• [What you need to do]:
- a) Answer these questions using the article on Indian-American voters:
(i) What percentage of Indian-Americans voted for Obama in 2008?
(ii) In what year did the United States open its doors to non-Europeans?
(iii) What was the median household income for Indian-Americans in 2010?
- b) Pull out every line of the records that contains the string "cabinet", treating uppercase and lowercase as different.

• [Document text]:

------

By Sadanand DhumeWednesday, August 29, 2012

One group whose support President Obama can apparently take for granted is Indian-Americans. But why?

As we enter the home stretch of the presidential election, one group whose support President Barack Obama can apparently take for granted is Indian-Americans. According to a recent Pew Research Center survey, 65 percent of the 2.85 million-strong community self-identifies as Democratic or Democratic-leaning. Fewer than one in five see themselves as Republicans. In 2008, a whopping 84 percent of Indian-Americans voted for Obama, one of the highest proportions of any ethnic group in America.

For those accustomed to viewing politics through the prism of race—with non-white minorities expected to line up robotically behind Democrats—this may not seem surprising. In fact, it's utterly illogical. Interests, values, and history all suggest that the natural political home for Indian-Americans is the GOP. With a little effort and the right arguments, the Romney-Ryan campaign ought to be able to make inroads into a community that, though still relatively small in absolute numbers, represents the fastest-growing segment of America's fast-growing Asian-American population.

To begin with, the Indian-American experience is proof, if any were needed, that America remains a land of opportunity. For all intents and purposes, the community is less than 50 years old—Indians began migrating to the United States in significant numbers only after it opened its doors to non-Europeans in 1965—but it has already carved out space for itself at the heart of American life. Look no further than businesspersons Indra Nooyi of PepsiCo or Vikram Pandit of Citigroup, writers Jhumpa Lahiri or Atul Gawande, Silicon Valley entrepreneurs Sabeer Bhatia and Romesh Wadhwani, or comedians Mindy Kaling and Aziz Ansari. In short, contrary to what the Left suggests, America rewards hard work and talent.

Nor is this experience limited to a few outliers. In 2010, median household income for Indian-Americans was $88,000, compared to the national average of $49,800. Seven in ten Indian-Americans have a bachelor's degree or higher, compared to three in ten in the general population. Only 9 percent live in poverty, compared to the national average of 12.8 percent. And even if you step away from the doctors and software geeks, the archetypal Indian-American figure is a striver: A motel owner in Florida, a newsstand worker in New York, or a taxi driver in California. To put it bluntly, this is not the natural constituency for the party of food stamps, affirmative action, and welfare without work.

------

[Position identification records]
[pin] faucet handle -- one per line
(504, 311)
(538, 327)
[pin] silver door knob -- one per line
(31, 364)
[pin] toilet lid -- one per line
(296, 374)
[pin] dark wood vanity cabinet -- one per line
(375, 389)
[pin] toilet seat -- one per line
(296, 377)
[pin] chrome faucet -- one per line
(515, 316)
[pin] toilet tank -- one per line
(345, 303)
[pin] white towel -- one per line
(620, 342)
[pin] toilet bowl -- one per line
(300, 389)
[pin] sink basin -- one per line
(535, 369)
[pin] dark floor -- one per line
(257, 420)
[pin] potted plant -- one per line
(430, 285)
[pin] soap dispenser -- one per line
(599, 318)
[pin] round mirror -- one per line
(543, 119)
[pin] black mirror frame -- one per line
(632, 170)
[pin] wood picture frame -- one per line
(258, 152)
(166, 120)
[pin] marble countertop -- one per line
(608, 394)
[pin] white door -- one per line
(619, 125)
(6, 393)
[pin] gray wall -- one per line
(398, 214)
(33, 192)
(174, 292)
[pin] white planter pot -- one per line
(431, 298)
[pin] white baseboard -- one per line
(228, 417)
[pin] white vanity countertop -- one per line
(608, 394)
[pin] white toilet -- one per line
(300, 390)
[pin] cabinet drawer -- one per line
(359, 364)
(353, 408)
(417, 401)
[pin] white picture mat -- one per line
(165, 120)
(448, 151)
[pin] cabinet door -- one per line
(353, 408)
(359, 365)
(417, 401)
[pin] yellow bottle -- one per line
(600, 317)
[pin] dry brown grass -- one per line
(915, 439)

------

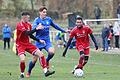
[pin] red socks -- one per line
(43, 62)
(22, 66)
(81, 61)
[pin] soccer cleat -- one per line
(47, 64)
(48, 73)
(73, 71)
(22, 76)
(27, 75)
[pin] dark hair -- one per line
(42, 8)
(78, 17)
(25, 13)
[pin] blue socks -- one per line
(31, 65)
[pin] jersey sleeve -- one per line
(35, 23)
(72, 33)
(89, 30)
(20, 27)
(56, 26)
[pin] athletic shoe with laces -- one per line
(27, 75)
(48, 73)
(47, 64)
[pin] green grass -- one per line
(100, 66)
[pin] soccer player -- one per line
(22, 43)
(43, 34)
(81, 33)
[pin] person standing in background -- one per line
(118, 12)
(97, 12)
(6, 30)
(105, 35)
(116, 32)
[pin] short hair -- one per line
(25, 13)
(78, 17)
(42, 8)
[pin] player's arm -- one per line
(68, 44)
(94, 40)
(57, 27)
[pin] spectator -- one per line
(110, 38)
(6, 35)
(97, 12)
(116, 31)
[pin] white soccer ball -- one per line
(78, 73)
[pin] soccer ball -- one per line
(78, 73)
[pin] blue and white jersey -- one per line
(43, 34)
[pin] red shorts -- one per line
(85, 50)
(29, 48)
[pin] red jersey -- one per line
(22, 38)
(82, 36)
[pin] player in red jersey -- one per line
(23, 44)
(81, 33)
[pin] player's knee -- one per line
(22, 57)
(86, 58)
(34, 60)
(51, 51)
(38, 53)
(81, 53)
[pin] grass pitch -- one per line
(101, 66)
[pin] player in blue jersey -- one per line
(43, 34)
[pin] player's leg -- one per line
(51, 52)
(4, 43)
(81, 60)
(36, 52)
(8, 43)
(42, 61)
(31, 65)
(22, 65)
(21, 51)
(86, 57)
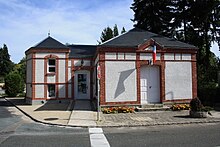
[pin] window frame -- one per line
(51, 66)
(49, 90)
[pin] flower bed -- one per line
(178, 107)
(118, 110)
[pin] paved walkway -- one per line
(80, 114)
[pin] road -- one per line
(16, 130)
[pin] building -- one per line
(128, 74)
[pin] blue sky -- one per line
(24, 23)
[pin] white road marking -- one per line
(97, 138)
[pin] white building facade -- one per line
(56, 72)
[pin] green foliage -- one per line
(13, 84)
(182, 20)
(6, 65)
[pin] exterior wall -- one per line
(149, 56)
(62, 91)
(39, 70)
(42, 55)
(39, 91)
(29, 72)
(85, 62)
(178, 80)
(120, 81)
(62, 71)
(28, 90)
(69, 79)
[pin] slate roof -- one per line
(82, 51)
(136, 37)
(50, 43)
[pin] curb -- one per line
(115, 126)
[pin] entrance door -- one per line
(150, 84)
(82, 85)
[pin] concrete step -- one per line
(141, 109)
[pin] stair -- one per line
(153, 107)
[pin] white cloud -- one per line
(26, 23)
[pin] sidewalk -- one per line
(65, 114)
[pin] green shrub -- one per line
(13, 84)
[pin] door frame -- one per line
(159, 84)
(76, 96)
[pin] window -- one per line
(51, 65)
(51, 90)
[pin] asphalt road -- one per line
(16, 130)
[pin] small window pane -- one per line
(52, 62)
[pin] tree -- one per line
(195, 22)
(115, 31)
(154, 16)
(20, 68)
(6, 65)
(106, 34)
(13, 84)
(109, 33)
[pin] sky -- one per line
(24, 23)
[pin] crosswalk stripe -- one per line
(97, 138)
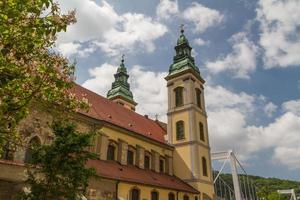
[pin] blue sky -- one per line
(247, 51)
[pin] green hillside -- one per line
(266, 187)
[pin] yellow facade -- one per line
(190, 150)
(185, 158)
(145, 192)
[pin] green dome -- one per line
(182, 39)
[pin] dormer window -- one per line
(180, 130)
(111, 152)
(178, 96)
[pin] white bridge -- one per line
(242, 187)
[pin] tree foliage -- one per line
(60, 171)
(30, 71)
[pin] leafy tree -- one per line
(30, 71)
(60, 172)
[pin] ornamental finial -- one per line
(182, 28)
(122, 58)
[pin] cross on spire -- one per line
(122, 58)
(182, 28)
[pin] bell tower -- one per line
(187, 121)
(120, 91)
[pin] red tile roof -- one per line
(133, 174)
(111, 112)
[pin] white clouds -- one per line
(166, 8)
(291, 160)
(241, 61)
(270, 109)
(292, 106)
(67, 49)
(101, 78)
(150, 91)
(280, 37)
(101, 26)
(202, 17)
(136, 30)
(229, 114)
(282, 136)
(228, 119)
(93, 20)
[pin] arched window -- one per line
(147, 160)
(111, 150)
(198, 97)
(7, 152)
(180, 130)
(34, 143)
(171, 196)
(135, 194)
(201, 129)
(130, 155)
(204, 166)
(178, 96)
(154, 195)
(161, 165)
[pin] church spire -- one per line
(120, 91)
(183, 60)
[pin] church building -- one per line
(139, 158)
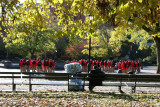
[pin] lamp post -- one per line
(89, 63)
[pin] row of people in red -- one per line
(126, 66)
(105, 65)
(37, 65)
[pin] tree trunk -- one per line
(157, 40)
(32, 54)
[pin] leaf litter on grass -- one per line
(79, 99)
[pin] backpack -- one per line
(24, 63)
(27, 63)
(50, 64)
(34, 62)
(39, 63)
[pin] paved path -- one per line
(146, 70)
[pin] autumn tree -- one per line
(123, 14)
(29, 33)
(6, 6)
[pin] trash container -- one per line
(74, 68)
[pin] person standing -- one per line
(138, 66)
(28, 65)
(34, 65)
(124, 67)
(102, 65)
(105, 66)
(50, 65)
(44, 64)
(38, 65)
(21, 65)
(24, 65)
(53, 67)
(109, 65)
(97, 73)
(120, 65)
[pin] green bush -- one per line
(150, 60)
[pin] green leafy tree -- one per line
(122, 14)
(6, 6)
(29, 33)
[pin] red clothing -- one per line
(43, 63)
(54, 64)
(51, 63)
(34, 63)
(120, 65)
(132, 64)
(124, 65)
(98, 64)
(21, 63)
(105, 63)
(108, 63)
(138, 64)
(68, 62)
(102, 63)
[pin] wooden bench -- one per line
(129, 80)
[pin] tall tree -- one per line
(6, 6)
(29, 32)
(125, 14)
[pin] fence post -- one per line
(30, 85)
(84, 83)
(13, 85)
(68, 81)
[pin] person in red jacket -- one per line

------

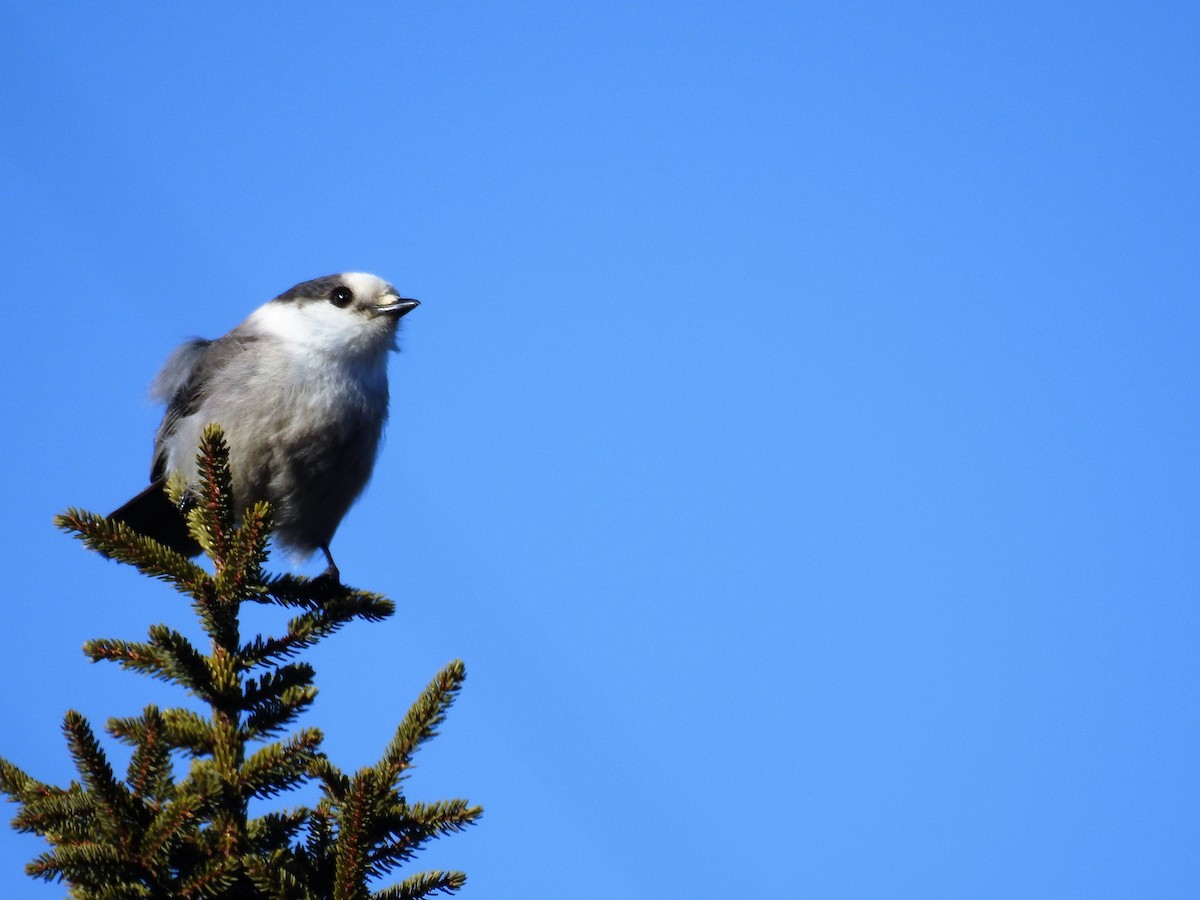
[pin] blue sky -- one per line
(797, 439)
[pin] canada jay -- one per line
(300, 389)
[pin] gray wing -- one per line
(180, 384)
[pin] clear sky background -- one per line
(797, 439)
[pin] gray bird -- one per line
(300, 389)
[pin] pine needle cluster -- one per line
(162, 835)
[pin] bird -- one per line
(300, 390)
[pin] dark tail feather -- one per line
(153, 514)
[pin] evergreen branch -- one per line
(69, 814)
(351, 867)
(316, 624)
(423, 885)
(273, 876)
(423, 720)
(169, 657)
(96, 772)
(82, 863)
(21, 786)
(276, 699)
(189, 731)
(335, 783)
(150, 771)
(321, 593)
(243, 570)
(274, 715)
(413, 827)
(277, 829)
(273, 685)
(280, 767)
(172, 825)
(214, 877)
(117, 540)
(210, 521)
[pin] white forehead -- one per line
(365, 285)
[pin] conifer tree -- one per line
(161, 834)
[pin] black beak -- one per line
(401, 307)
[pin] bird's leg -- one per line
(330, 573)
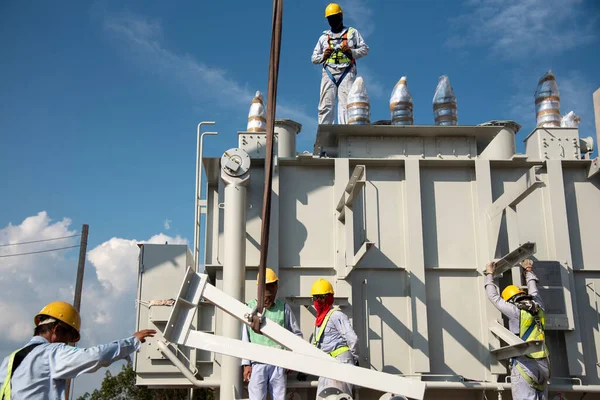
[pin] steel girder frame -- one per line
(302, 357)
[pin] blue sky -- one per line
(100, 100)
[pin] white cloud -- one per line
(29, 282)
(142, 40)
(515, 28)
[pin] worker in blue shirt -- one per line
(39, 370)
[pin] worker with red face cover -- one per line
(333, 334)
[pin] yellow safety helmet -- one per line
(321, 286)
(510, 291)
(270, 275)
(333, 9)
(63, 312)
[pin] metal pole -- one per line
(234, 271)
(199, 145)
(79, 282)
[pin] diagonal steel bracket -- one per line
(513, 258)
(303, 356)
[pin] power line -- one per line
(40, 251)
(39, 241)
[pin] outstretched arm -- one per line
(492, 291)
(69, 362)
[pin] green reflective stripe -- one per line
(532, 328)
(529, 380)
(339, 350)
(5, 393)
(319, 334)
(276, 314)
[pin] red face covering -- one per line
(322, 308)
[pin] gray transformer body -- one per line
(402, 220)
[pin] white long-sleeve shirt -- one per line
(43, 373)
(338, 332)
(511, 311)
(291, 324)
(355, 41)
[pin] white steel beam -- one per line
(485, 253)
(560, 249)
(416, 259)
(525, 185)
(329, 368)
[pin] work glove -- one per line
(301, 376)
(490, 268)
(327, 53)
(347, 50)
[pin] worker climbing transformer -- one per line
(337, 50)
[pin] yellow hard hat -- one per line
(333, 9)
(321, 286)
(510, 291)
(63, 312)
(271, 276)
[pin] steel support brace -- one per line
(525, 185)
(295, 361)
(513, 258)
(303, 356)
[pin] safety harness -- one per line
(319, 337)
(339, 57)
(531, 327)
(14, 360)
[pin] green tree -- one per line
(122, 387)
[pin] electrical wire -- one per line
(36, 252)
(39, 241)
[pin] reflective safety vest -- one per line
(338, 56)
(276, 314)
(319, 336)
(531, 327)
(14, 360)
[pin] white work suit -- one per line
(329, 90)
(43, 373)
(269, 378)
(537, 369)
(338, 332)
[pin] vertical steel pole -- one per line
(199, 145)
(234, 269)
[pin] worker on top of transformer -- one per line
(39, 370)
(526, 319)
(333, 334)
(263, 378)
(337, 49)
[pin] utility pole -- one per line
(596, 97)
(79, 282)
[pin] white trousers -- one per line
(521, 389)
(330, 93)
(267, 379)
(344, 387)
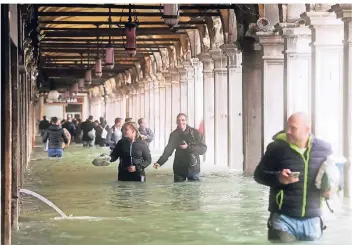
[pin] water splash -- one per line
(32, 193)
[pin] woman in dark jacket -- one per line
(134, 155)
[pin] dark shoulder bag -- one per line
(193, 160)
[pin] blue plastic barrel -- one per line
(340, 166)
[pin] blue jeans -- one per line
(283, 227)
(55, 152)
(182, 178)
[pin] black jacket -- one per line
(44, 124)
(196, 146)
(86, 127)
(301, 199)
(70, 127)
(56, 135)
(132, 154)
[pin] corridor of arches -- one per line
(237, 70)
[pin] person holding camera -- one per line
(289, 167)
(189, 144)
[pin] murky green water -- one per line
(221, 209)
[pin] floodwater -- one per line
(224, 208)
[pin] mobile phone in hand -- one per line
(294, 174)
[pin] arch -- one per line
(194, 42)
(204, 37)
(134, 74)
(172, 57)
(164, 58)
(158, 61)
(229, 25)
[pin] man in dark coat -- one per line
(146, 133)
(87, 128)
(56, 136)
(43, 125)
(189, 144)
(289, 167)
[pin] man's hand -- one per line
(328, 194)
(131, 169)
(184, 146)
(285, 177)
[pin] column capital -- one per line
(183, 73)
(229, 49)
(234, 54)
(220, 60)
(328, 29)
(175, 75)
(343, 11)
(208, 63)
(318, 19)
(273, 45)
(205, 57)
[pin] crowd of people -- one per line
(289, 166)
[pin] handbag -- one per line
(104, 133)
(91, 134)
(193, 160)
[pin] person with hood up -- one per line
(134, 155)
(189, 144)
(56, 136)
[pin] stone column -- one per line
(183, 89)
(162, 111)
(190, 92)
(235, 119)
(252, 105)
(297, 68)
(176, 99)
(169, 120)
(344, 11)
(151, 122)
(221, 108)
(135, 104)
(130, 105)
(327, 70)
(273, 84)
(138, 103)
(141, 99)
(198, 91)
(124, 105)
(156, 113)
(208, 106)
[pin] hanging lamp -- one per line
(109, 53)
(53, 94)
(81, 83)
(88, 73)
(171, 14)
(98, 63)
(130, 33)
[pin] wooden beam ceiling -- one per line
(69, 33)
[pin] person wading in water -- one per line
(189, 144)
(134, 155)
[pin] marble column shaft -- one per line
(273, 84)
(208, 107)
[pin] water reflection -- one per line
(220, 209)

------

• [Written responses]:
- a)
(i) 84 percent
(ii) 1965
(iii) $88,000

- b)
[pin] dark wood vanity cabinet -- one per line
[pin] cabinet drawer -- one per line
[pin] cabinet door -- one per line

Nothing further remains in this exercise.